-- Start of The records --

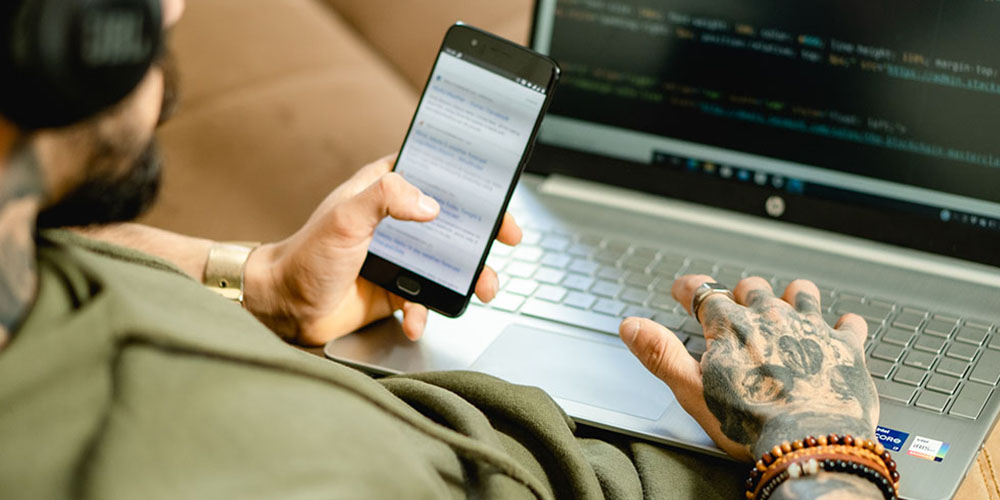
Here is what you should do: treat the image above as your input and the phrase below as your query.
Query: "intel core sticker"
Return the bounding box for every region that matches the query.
[875,425,910,451]
[906,436,951,462]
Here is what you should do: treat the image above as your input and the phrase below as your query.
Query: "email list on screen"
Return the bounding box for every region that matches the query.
[369,52,545,295]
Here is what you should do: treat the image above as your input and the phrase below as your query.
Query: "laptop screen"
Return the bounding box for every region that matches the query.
[533,0,1000,265]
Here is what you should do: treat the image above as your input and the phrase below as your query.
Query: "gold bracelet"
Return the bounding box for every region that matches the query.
[202,241,260,305]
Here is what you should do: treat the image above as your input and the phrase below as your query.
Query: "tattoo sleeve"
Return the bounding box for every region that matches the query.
[771,472,882,500]
[0,146,45,348]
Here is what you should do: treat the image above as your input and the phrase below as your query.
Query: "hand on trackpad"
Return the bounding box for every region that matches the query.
[471,325,675,420]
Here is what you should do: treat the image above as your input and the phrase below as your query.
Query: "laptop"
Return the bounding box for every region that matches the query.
[324,0,1000,500]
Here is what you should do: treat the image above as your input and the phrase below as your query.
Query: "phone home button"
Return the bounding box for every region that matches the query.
[396,276,420,296]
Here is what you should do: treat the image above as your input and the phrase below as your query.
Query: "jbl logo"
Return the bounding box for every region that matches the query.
[80,9,152,66]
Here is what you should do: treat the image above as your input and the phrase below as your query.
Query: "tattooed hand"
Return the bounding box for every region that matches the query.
[621,276,879,460]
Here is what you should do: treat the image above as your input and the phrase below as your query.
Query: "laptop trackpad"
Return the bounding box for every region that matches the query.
[471,325,675,420]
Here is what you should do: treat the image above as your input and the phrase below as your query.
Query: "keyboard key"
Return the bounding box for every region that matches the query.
[622,306,658,319]
[948,382,993,419]
[622,255,653,273]
[594,248,625,264]
[684,259,715,275]
[936,358,969,378]
[651,253,685,281]
[535,285,566,302]
[562,274,594,292]
[875,379,917,404]
[535,267,566,285]
[913,335,945,354]
[521,229,542,245]
[593,299,625,316]
[503,278,538,297]
[955,323,990,345]
[892,366,927,387]
[490,291,524,312]
[715,266,743,289]
[872,344,903,363]
[604,240,632,255]
[542,253,572,269]
[924,315,958,338]
[927,373,959,394]
[511,245,545,262]
[590,281,624,299]
[503,262,538,278]
[597,266,625,281]
[969,351,1000,385]
[833,295,892,325]
[625,272,656,288]
[882,327,917,346]
[915,391,951,413]
[521,300,621,335]
[653,312,688,333]
[865,358,896,379]
[903,351,937,370]
[947,343,978,361]
[569,259,601,276]
[621,288,650,305]
[563,292,597,309]
[892,308,927,330]
[538,234,570,252]
[649,293,680,311]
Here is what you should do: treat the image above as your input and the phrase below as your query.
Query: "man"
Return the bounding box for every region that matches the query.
[0,0,882,499]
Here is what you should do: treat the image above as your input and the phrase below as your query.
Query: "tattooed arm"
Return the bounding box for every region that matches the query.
[621,276,881,499]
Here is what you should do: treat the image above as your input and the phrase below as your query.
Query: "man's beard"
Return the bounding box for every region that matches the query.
[38,141,162,228]
[38,51,179,228]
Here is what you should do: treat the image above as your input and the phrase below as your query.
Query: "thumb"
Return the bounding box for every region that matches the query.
[334,172,441,234]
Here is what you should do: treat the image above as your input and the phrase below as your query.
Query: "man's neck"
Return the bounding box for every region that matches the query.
[0,146,45,348]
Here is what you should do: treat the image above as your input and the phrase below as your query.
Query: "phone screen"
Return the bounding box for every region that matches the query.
[369,49,546,295]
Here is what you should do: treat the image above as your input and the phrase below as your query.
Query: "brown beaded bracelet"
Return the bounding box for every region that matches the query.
[746,434,900,500]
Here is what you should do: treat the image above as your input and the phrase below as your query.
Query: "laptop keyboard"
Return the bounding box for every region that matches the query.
[473,225,1000,419]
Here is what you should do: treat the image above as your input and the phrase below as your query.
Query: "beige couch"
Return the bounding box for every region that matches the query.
[146,0,1000,500]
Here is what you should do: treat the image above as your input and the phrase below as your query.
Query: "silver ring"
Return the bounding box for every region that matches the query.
[691,282,736,324]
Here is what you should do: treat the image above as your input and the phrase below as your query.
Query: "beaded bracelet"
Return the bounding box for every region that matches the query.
[746,434,899,500]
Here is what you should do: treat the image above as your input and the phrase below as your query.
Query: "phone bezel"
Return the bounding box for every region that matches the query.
[361,23,560,317]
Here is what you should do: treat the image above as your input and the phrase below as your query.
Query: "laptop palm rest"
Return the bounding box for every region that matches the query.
[471,324,676,421]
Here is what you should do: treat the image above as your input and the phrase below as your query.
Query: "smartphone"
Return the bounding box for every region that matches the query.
[361,23,560,317]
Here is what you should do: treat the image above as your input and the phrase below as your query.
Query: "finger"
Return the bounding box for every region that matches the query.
[670,274,740,325]
[476,266,500,302]
[833,313,868,345]
[333,154,398,201]
[330,173,441,237]
[403,302,427,341]
[618,318,750,460]
[497,213,523,246]
[781,280,823,316]
[618,318,702,400]
[733,276,775,309]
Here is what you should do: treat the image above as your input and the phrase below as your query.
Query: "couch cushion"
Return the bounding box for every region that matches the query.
[326,0,534,89]
[145,0,418,240]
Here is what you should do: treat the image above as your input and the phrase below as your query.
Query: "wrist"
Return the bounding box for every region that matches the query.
[750,412,875,457]
[243,243,298,340]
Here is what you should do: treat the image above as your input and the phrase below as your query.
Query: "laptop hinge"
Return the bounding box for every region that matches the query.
[539,175,1000,288]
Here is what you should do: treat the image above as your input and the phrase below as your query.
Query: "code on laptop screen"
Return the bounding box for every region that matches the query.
[550,0,1000,209]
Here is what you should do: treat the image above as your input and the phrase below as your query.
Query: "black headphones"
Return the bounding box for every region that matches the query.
[0,0,163,129]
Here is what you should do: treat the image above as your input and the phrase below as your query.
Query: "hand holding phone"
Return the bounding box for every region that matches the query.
[361,24,559,316]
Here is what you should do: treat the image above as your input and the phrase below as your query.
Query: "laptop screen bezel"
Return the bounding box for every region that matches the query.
[527,0,1000,267]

-- End of The records --

> **Exercise objective**
Reproduce every entry word for word, but skip any pictures.

> **The solution**
Here is what you should do: treat the image above as your input and the phrase below as your query.
Query: "intel core sticker"
Return the bounding box for every region that matches the query.
[875,425,910,451]
[906,436,951,462]
Here is what you should do: treat the image above as your input and the phrase below as your query.
Query: "email list on screen"
Return the bounding box for every region that matches the query.
[369,52,545,295]
Here is what you should do: treat the image above as your input and the phrase below as your query.
Query: "laptop screen"
Return the bounding box for every region that matches the query.
[533,0,1000,265]
Here is what you should do: treat the image above as your input and the phrase below as your query.
Query: "gold bracelet"
Return the bounding box for every region that matches the query.
[202,241,260,305]
Here is what you should do: treat the image above as your input and the phrase below as your query.
Query: "tattoo sleeve"
Return the bounding box for every region that matches the query.
[771,472,882,500]
[0,146,45,348]
Here is what you should do: treat the image above as your input and the phrase below as your query.
Query: "hand on trackpad"
Return the bounding box for every region that matches the query.
[471,325,675,420]
Here is what you should do: treat the image above as your input and the phrase below as your query.
Query: "laptop"
Return the bounding box for every region that matches the query.
[324,0,1000,500]
Here is what you should do: treat the image above as your input and the phrase below as your query.
Query: "phone home button"
Return the bounding box for every region that matches the query.
[396,276,420,296]
Here is what you should do: treat the image above as your input and the phrase below as your query.
Query: "jbl logo"
Return the bounding box for every region that matches the query.
[80,9,152,66]
Here is what you should do: treat the image above as your input and the phrase below as your query.
Query: "tattooed hand"
Return the bounding box for every region that matches the query.
[621,276,879,460]
Here is what you should do: treat the image above as your input and the phrase below as your query.
Query: "laptop trackpad"
Return the bounding box for every region that matches the query.
[471,325,675,420]
Here is what you should do: treat the image above as your input and the phrase below as your query.
Query: "keyboard key"
Return the bounding box for every region that matches the query.
[622,306,658,319]
[948,382,993,419]
[622,255,653,273]
[594,248,625,264]
[684,259,715,275]
[936,358,969,378]
[651,253,685,281]
[535,285,566,302]
[562,274,594,292]
[875,379,917,404]
[535,267,566,285]
[913,335,945,354]
[521,229,542,245]
[593,299,625,316]
[503,278,538,297]
[955,323,990,345]
[892,366,927,387]
[490,291,524,312]
[715,266,743,289]
[872,344,903,363]
[604,240,632,255]
[542,253,572,269]
[924,315,958,338]
[927,373,959,394]
[511,245,545,262]
[590,281,624,299]
[503,262,538,278]
[597,266,625,281]
[969,351,1000,385]
[833,295,892,325]
[625,272,656,288]
[882,327,917,346]
[915,391,951,413]
[521,300,621,335]
[653,312,688,333]
[865,358,896,379]
[903,351,937,370]
[947,343,978,361]
[569,259,601,276]
[621,288,650,305]
[563,292,597,309]
[892,308,927,330]
[538,234,570,252]
[649,293,680,311]
Here is what you should do: treat the image above as your input and the phrase below as your query.
Query: "man"
Return the bounding box for every region that matches the query.
[0,0,882,499]
Here is what you should do: treat the image above as your input and the phrase below as your query.
Query: "tattooed arm"
Return the bounding box for every region that matches the query.
[621,276,881,499]
Here is what you should do: treat the image above as your input and the phrase below as your query.
Query: "man's beard"
Return the bounding box for every region that matches the query.
[38,141,162,228]
[38,51,179,228]
Here is what you should do: treat the image above as your input and the phrase below as your query.
Query: "thumb"
Return the bounding box for every region that matches the query.
[334,172,441,234]
Here is what you should do: treat the image above as your input and the phrase below as your query.
Query: "man's neck"
Return the bounding box for every region that matches the query.
[0,146,45,348]
Here is what you should do: treat the image above as your input and the phrase below as your query.
Query: "phone screen"
Return the bounding box for every region that matches the query.
[369,49,546,295]
Here is what you should do: treat the image above as your input and the phrase below as your query.
Query: "brown beaded bracelet"
Return the bounding box for every region that matches the query.
[746,434,900,500]
Here is what you should do: treat the image above as your input and the phrase below as your query.
Query: "laptop keyboard"
Return the bounding box for every region that matches the query.
[473,225,1000,419]
Here is what you should do: treat the image above as your input and the phrase below as your query.
Query: "beige couch"
Return the bounding box for every region that matches the query.
[146,0,1000,500]
Here is what you should do: treat the image above as your input and the phrase below as your query.
Query: "silver ring"
Return the bounding box for every region that matches the query.
[691,282,736,324]
Here is what you should do: treat the image above as your input and the phrase below as your query.
Query: "beaded bracelet"
Return the bounding box for every region that matches the query.
[746,434,899,500]
Here is what you should do: treat the image above as your input and the phrase below as your query.
Query: "phone bezel"
Return the bounding box for every region that matches the query.
[361,23,560,317]
Here is what you should do: treat the image above as your input and the phrase below as your query.
Query: "laptop palm rest"
Return the bounding box for every region that matches the query.
[471,324,676,421]
Here is what you should do: treat the image above as your input and the phrase below as your query.
Query: "smartphone"
Return the bounding box for every region that matches the query.
[361,23,560,317]
Here is what you should do: treat the image above as your input and the phrase below as your query.
Query: "finger"
Return the bounding box for every region that matches the query.
[670,274,740,325]
[476,266,500,302]
[833,313,868,345]
[333,154,398,201]
[330,173,441,237]
[403,302,427,341]
[618,318,750,460]
[497,213,523,246]
[781,280,823,316]
[618,318,702,400]
[733,276,775,309]
Here is what you should do: treat the image above as your input and the phrase below as your query.
Query: "couch cushion"
Return the bounding box for every region that matches the query.
[326,0,534,89]
[145,0,418,240]
Here is what you should do: treat the image above as your input and the phrase below as your query.
Query: "wrist"
Return the bounding box for every region that matches the query.
[750,412,875,457]
[243,243,298,340]
Here is what you should do: treat the image above as your input and the phrase below as your query.
Query: "laptop hinge"
Return the bounding box for every region that matches the query.
[539,175,1000,288]
Here is what you should do: treat the image above as your input and the phrase below as your query.
Query: "code on laptop screen"
Return the bounding box for every region that matches the query.
[550,0,1000,209]
Here is what you should do: treat the image above as your input and the phrase below as your query.
Query: "black headphones"
Return the bounding box for every region that matches the query.
[0,0,163,129]
Here is what you should do: treat the image above as your input and the phrase below as your query.
Query: "hand holding phone"
Return the bounding box for every region that matches the query.
[361,24,559,316]
Here is what you should do: treat the image above as your input and the phrase below as your query.
Query: "laptop screen bezel"
Return the bounding box for every region that matches the query.
[527,0,1000,267]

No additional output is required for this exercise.